# [PASSAGE]
--------------------------------
The fall in value of the pound is having a negative impact on property prices.

The high cost of housing in the UK has almost nothing to do with supply and demand. What matters is political control. Rents are high because landlords have gained the upper hand politically. The consequences are vividly illustrated in Ken Loach’s new film focusing on inequality in Britain, I’ Daniel Blake.  As a student in the 1980s I paid £9 a week to rent a room in a shared house in Newcastle upon Tyne. Private rent was low because for decades before then rents had been regulated. It was the lifting of that regulation that meant rents could rise so that now students have to borrow vast sums of money just to have a place to live. Today’s students pay many multiples more in rent than I ever did, and millions of families with children are also struggling because they have to rent privately.
--------------------------------
# [WHAT YOU NEED TO DO]
a – In the passage on UK housing costs, how much did the writer pay each week for a rented room as a student in the 1980s?
b – Please carry on the passage about UK housing costs from its final sentence.
The items after the housing-costs passage are separate material.

(Dataset rows showing where objects appear)
--------------------------------
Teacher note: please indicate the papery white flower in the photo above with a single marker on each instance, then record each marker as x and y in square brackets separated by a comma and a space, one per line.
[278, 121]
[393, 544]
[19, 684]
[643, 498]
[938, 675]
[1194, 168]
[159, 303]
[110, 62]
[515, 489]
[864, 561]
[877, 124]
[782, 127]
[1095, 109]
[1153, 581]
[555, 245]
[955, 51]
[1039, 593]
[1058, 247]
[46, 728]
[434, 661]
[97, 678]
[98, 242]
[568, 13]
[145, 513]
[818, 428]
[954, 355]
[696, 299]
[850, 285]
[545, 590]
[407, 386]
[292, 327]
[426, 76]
--------------------------------
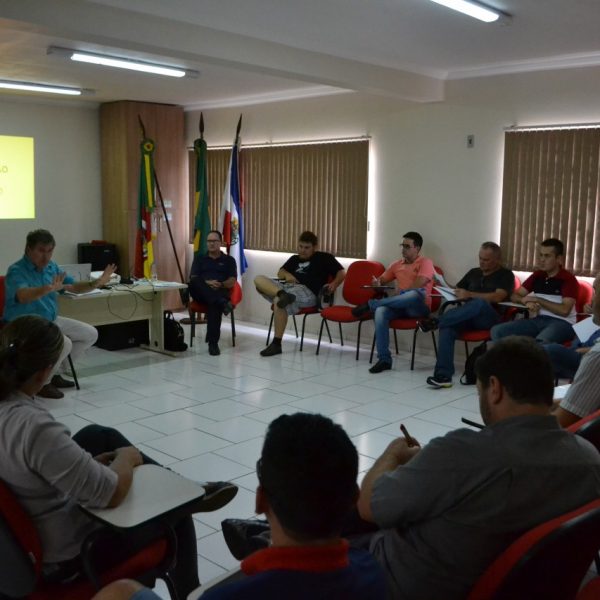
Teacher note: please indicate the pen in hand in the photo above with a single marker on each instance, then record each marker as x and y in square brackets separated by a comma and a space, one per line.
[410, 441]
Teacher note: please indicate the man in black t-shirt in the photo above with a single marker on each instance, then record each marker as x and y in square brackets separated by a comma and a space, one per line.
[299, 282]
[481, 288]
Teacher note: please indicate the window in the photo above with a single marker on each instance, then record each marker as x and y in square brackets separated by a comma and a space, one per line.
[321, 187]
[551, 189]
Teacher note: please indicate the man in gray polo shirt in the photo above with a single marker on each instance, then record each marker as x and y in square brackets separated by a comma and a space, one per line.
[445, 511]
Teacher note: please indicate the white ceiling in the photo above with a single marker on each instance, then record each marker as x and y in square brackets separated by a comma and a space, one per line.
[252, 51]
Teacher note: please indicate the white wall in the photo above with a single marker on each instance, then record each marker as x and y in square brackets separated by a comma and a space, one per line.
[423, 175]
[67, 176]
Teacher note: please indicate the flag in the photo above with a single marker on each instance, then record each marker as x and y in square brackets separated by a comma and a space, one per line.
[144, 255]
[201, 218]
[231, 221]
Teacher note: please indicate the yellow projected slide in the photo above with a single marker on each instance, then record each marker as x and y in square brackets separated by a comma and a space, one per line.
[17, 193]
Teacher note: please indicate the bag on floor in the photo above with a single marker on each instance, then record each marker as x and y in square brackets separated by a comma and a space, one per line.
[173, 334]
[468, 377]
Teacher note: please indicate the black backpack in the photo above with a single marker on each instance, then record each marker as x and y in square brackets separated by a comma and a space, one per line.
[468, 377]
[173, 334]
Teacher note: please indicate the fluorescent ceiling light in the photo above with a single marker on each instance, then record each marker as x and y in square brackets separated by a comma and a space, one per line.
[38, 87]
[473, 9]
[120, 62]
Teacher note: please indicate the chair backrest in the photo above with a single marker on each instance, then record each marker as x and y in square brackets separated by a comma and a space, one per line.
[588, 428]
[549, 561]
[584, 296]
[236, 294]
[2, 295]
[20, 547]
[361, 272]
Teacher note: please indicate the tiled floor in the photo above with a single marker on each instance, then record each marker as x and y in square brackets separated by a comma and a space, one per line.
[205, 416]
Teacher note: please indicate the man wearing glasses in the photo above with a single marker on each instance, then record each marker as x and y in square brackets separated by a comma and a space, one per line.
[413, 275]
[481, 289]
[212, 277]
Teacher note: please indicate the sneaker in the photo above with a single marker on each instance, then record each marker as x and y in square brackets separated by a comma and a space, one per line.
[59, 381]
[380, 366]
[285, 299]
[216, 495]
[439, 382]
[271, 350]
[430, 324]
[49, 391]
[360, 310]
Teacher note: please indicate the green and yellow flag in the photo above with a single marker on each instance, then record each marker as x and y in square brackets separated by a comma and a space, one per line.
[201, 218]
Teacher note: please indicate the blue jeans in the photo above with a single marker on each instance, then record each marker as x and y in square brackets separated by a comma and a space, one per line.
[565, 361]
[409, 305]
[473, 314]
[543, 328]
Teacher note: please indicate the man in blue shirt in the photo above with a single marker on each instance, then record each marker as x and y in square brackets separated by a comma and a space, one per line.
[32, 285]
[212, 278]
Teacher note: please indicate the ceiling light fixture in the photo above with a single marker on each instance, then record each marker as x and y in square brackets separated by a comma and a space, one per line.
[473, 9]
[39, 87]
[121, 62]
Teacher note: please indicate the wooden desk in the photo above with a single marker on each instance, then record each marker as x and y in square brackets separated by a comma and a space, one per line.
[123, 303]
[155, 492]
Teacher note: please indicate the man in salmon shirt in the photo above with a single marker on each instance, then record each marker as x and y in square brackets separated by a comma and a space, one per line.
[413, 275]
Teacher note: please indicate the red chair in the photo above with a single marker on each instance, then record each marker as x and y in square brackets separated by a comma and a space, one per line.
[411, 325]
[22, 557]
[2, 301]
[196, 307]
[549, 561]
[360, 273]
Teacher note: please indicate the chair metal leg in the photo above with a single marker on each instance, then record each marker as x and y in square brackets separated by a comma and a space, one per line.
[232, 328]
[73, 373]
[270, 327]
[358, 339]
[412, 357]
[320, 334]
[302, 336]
--------------------------------
# [SOLVED TASKS]
a – £9 a week, for a room in a shared house in Newcastle upon Tyne.

b –
Because rents have been allowed to rise as high as landlords can get away with, the landlords have been encouraged to buy up more and more properties that were once social housing or lived in by a family, who had bought the property with a mortgage. The number of people renting privately doubled between the last two censuses of 2001 and 2011. That has never happened before. It was the end result of years of deregulation and the withdrawal of our government from representing our interests in housing. Well-regulated private renting is a benefit, but without rent regulation it becomes a social evil.

Housing prices are not determined by supply and demand because you do not have a choice about needing to be housed. Allow an unregulated market to develop when social housing is also being cut and there is no choice not to buy what is on offer, other than sleeping on the streets. Prices will go sky-high. The purchase prices for mortgage borrowers also rise to astronomical levels as first-time buyers are competing with landlords to buy properties, and so have to be able to secure a mortgage equal to the amount a landlords can wring out of people desperate for a home.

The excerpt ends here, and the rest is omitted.